**Required tasks**
1. Answer these questions from the biogenerics article:
(a) Which company has filed in Europe for approval of a generic version of hGH, and what is that version called?
(b) In what month did the European Commission clear a regulatory route for biogenerics?
(c) Which act does the biogenerics article name as legislation that will likely need changes for an AB bioequivalence rating?
2. Copy word for word the passage of the biogenerics article starting with "Some of the" and going on through "2005 and beyond.".

**Text section**
= = = =
FDA head hints at biogenerics

Related tags Human growth hormone Growth hormone

Mark McClellan, the US Food and Drug Administration Commissioner,
has given the strongest hint to date that generic versions of
biological drugs may be approved without the need for extensive
clinical trials.

He said that the agency is currently looking into the legality of approving 'biogenerics' under federal law, and would be publishing initial proposals on this issue in the next few months.

Some of the biggest-selling biological drugs developed during the first phase of the biotechnology revolution in the 1980s - including human growth hormone (hGH) and insulin - are set to lose patent protection in the US in 2005 and beyond.

Governments are keen to get biogenerics approved to reduce the cost burden of these drugs, which tend to be very expensive compared to small-molecule agents, but the complexity of their manufacture means that it can be difficult to ensure that changes in production will not lead to alterations in the final resulting medicine.

In Europe, the generics company Sandoz has already filed for approval of a generic version of hGH called Omnitrop (somatropin), marking the first generic assault on a market valued at $30 billion and growing at 10 per cent a year. The company was able to submit its application after the European Commission cleared a regulatory route for biogenerics in June.

Meanwhile, Sandoz is gearing up to file for approval of Omnitrop in the US early next year, so the FDA​ will have to deal with these issues sooner rather than later.

McClellan said he was in agreement with the principle that some biologics could be approved on the basis of toxicology and bioequivalence data - without the need for extensive efficacy trials - but cautioned this may not apply in all cases as some products have extremely complex structures that are hard to make.

Meanwhile, industry observers are still concerned that there remain plenty of legal and technical obstacles to approving generic biologics in the US. For example, in order to give them a so-called AB bioequivalence rating - allowing substitution of a branded drug for a generic - changes to some fundamental legislation, including the Hatch-Waxman act, will likely be required.
= = = =
**Data for analysis**
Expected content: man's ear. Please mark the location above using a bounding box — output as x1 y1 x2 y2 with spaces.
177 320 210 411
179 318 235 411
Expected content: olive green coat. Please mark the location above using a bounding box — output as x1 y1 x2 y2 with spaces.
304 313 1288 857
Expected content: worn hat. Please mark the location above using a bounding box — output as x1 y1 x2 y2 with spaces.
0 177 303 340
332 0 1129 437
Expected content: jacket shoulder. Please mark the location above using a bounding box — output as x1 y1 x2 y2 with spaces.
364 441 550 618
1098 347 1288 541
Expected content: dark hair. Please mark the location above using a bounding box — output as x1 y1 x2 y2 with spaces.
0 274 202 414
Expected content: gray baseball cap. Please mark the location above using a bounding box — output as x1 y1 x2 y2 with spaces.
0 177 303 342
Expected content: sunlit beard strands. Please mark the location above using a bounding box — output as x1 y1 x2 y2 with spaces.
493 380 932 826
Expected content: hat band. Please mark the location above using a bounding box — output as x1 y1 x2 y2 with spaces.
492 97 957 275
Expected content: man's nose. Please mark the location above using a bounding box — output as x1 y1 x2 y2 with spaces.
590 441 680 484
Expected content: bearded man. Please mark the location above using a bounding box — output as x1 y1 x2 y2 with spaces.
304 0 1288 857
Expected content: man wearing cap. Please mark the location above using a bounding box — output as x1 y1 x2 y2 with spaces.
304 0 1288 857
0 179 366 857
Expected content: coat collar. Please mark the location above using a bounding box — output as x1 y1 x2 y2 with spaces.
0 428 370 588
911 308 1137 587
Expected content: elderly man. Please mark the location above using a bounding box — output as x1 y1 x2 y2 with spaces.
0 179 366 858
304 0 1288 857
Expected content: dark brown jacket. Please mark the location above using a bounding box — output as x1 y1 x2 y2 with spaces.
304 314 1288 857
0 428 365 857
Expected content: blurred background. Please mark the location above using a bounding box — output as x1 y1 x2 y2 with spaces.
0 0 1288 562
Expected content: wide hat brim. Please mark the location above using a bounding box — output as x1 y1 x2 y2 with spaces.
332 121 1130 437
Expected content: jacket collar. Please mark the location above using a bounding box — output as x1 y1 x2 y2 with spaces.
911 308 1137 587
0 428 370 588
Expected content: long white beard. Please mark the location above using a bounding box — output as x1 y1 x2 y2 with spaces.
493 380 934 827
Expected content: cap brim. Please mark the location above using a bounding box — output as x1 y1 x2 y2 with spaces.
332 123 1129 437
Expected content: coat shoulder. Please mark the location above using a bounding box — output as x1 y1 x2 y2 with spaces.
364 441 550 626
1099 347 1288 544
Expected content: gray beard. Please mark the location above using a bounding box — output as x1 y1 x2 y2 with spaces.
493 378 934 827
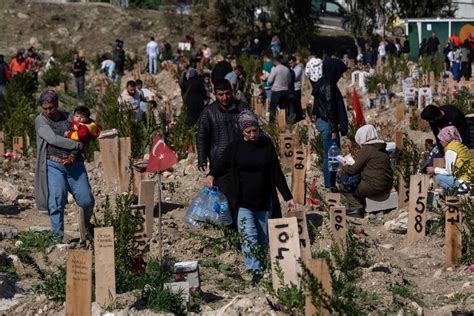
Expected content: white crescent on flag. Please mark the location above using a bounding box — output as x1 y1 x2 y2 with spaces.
151 139 165 157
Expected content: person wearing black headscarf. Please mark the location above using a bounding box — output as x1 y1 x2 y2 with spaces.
312 58 348 189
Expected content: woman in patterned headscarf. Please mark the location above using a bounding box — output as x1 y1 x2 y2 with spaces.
426 126 474 194
205 111 296 284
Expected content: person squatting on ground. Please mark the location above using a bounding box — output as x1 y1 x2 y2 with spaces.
205 110 296 284
64 106 100 143
196 79 249 204
312 58 349 190
341 125 393 218
35 90 95 243
426 126 474 194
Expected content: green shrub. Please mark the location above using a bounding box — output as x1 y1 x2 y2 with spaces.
33 264 66 302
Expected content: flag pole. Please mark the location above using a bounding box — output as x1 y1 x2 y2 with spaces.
158 173 163 261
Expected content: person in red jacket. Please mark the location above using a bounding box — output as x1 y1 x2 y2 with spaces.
0 55 10 95
64 106 100 143
10 48 28 77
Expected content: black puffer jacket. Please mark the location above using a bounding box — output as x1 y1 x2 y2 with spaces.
312 58 347 135
196 99 249 166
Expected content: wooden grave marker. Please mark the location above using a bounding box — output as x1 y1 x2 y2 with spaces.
326 192 341 207
285 211 311 262
99 136 119 184
277 109 286 133
291 147 307 205
396 102 405 123
445 196 462 268
118 137 132 192
268 217 301 290
13 136 23 154
329 206 347 246
66 250 92 316
406 174 430 246
398 175 410 209
305 259 332 316
94 150 102 168
395 132 403 151
94 226 116 307
280 133 298 168
131 205 149 250
138 180 156 238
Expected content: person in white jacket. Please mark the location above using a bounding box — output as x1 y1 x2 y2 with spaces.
146 36 160 75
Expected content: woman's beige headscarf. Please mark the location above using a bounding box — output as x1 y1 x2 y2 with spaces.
355 124 384 146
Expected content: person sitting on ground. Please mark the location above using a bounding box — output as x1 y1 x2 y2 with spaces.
426 126 474 194
64 106 100 143
204 110 296 285
421 104 469 148
341 124 393 218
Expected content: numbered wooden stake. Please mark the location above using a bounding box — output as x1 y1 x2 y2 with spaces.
66 250 92 316
398 175 410 209
99 136 119 184
326 192 341 207
277 109 286 133
138 180 156 238
285 211 311 262
118 137 132 192
445 196 462 268
280 133 298 168
268 217 301 290
395 132 403 151
131 205 149 250
305 259 332 316
406 174 430 246
94 227 115 307
13 136 23 154
396 102 405 123
329 206 347 246
291 147 307 205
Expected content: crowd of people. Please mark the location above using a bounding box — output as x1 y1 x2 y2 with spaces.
14 33 474 282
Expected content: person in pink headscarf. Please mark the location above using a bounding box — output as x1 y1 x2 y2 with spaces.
426 126 474 194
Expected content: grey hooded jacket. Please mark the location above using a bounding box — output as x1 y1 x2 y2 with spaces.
35 114 83 211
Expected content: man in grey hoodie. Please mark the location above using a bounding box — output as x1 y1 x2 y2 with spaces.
35 90 95 243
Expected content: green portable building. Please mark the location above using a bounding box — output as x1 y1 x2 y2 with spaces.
406 18 474 60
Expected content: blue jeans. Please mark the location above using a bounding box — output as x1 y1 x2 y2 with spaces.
148 56 158 75
47 160 95 242
316 119 341 188
237 207 272 273
436 174 460 192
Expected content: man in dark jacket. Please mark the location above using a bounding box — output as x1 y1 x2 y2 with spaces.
421 104 470 148
196 79 248 194
312 58 348 190
0 55 10 95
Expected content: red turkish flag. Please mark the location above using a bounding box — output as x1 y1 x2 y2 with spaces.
354 88 365 127
146 135 178 172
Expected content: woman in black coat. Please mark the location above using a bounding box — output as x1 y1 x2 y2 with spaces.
205 111 296 284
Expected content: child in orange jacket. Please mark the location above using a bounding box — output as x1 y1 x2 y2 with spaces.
64 106 100 143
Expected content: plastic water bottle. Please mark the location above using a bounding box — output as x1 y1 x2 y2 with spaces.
328 142 341 172
219 199 232 226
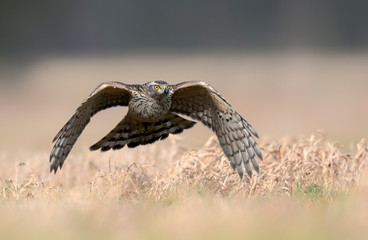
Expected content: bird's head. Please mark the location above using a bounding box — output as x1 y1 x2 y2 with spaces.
143 80 172 100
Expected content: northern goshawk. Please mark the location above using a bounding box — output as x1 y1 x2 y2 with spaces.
50 81 262 178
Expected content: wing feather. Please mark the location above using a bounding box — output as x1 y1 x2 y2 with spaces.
170 81 262 178
50 82 139 173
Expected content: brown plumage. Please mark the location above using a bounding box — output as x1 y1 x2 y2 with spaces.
50 81 262 178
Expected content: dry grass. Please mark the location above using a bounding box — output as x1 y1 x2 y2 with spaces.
0 134 368 239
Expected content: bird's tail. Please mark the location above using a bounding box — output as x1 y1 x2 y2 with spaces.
89 113 196 151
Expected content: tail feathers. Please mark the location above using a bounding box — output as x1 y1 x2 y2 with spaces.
90 114 196 151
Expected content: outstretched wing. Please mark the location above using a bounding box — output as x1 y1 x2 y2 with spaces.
170 81 262 178
50 82 139 173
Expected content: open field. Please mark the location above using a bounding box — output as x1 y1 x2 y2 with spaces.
0 134 368 239
0 53 368 239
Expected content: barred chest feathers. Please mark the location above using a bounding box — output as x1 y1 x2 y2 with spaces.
129 92 171 122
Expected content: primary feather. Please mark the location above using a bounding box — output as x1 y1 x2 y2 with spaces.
50 81 262 178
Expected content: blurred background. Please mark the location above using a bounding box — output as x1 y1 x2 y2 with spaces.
0 0 368 151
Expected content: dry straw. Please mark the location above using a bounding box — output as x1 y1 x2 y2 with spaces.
1 134 368 201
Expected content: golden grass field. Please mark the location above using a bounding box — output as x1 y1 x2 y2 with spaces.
0 55 368 239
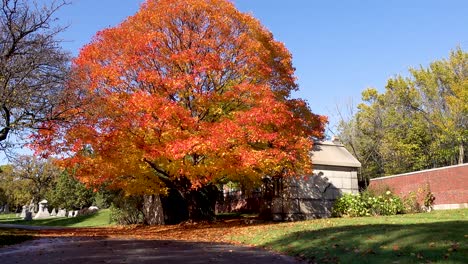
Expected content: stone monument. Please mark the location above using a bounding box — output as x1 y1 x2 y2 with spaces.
34 200 50 219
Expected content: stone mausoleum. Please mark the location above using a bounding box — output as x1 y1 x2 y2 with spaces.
271 139 361 221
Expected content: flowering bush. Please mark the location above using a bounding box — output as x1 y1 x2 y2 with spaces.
333 190 403 217
403 183 435 213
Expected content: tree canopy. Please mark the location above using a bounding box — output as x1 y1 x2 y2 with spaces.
340 48 468 178
0 0 69 150
35 0 326 202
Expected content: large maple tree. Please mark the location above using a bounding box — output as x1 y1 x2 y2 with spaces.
35 0 326 220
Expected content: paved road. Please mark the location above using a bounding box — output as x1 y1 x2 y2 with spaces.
0 237 300 264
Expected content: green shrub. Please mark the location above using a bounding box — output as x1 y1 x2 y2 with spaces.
403 183 435 213
333 190 403 217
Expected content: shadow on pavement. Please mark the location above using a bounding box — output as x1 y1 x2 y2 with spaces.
0 237 299 264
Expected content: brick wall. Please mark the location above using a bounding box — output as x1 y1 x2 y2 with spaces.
368 164 468 205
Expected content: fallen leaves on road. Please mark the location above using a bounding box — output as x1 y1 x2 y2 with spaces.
34 219 266 243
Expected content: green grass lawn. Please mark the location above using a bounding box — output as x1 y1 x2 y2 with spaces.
0 209 113 227
232 209 468 263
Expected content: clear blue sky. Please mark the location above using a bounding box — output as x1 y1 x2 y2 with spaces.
48 0 468 133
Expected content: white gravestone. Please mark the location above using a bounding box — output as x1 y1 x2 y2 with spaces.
34 200 50 219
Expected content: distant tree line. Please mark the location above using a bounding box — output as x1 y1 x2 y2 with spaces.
339 48 468 184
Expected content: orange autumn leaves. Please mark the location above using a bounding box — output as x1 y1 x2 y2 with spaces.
35 0 326 193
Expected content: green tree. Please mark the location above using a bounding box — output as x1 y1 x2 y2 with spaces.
339 48 468 178
48 171 94 210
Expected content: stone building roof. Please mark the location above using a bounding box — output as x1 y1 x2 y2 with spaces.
312 140 361 168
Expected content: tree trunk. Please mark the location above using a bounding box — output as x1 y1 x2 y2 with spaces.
186 184 219 221
143 195 164 225
458 141 465 164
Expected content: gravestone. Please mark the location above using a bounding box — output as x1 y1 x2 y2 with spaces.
23 212 32 221
50 208 57 216
20 205 29 219
34 200 50 219
57 209 67 217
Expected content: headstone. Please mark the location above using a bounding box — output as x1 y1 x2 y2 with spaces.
57 209 67 217
23 212 32 221
34 200 50 219
20 205 29 218
50 208 57 216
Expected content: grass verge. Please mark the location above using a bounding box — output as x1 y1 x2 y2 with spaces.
0 209 113 227
231 209 468 263
0 228 33 247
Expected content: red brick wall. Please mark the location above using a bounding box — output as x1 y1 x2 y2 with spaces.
368 164 468 205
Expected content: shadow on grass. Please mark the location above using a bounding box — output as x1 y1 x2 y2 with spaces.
261 221 468 263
= = = =
**Solutions to the exercise**
1.
(a) Sandoz, with Omnitrop (somatropin).
(b) June.
(c) The Hatch-Waxman act.

2.
Some of the biggest-selling biological drugs developed during the first phase of the biotechnology revolution in the 1980s - including human growth hormone (hGH) and insulin - are set to lose patent protection in the US in 2005 and beyond.